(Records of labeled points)
----

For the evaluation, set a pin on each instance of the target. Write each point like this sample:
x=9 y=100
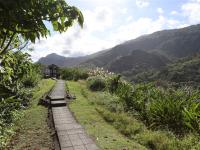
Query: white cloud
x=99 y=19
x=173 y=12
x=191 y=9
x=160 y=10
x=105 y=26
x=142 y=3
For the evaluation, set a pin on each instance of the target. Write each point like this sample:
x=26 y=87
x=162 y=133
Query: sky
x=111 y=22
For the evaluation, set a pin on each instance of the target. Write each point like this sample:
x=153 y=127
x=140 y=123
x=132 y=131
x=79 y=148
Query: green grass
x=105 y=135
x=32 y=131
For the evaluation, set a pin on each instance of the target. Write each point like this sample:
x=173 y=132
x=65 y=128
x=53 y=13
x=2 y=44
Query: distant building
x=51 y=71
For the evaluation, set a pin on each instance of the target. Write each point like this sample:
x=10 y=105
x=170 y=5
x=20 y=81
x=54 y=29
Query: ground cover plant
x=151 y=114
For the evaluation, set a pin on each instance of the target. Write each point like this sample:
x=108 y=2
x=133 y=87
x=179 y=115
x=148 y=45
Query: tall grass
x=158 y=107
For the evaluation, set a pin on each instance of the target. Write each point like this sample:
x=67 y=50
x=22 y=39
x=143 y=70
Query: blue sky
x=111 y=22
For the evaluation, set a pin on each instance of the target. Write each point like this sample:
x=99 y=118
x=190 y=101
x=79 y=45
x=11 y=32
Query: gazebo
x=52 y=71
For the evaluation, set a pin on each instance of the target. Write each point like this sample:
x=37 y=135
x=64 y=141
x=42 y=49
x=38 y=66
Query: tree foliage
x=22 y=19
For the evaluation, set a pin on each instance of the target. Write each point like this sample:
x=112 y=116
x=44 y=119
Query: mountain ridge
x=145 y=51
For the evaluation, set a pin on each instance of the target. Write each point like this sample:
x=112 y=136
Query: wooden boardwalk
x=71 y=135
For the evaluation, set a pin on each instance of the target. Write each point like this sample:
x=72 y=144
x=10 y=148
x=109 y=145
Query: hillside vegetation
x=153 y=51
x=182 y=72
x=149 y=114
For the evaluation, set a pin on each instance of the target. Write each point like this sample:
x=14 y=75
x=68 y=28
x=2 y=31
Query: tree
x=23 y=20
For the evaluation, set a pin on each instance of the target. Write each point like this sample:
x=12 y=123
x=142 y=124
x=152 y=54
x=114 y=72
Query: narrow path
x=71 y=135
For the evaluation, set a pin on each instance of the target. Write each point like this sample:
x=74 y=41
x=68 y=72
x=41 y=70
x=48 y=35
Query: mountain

----

Count the lines in the entries above that contain the word "mountain", treating uppercase and lowercase as different. Reply with the number only.

2